Data extract –
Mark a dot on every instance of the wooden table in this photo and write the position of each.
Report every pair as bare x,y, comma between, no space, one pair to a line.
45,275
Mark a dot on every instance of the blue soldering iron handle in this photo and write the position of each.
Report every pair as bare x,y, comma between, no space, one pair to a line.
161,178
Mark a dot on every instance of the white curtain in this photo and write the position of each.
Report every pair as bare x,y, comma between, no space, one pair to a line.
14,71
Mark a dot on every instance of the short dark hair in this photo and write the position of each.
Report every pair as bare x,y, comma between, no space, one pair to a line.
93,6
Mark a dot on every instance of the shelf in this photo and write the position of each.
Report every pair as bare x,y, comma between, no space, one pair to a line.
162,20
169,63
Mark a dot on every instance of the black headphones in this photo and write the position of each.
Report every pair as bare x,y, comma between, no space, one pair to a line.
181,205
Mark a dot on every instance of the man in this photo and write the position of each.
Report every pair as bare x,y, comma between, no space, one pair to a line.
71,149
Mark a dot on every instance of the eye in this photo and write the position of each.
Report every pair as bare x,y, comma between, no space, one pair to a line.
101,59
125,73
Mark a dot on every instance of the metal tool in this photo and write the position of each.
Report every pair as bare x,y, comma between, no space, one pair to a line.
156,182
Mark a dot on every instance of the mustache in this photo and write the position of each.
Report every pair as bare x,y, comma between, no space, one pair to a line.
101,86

Your instructions –
Copy every one of the records above word for word, keeping their order and line breaks.

Response –
Mark a dot on every instance of the wooden table in this photo and write the position of each.
Report every pair as bare x,y, comma between, no space, one pair to a line.
45,275
Mark a dot on every instance of the blue soldering iron handle in this photo and write the position of each.
Report every pair as bare x,y, comma between, no space, one pair to a line.
161,178
Mark a dot on every instance of the white curtain in this photo and write the position of each.
Report every pair as bare x,y, comma between, no space, one pair to a line.
14,71
Mark a dot on every instance of the short dark hair in this photo and write the position of each.
Report every pair as bare x,y, comma between, no space, one pair to a line.
93,6
Mark a dot on every instance of the shelf in this photo and write the position of each.
Report every pair as bare x,y, comma between, no space, one pair to a line.
162,20
169,63
Mark a dot on every instance of the black headphones in this photo and write the position of each.
Report every pair as bare x,y, comma between, no space, one pair to a line.
181,205
Mark a dot on every instance of the man in this photo and write the position of each.
Report every pair as bare x,y, comma between, no space, one pair to a line.
71,149
Mark a dot on every instance of the eye in this photo and write the position of each.
Report every pair as bare x,y, comma between, no space, one pair to a line.
101,59
125,73
Mark a dot on every instance of the metal tool in this photo and write the position of each.
Report every pair as bare x,y, comma between, no space, one pair to a line.
156,182
Mark a dot on every instance of the mustache in this photo and write the position of each.
Report every pair as bare x,y, comma between, no space, one pair to a line.
101,86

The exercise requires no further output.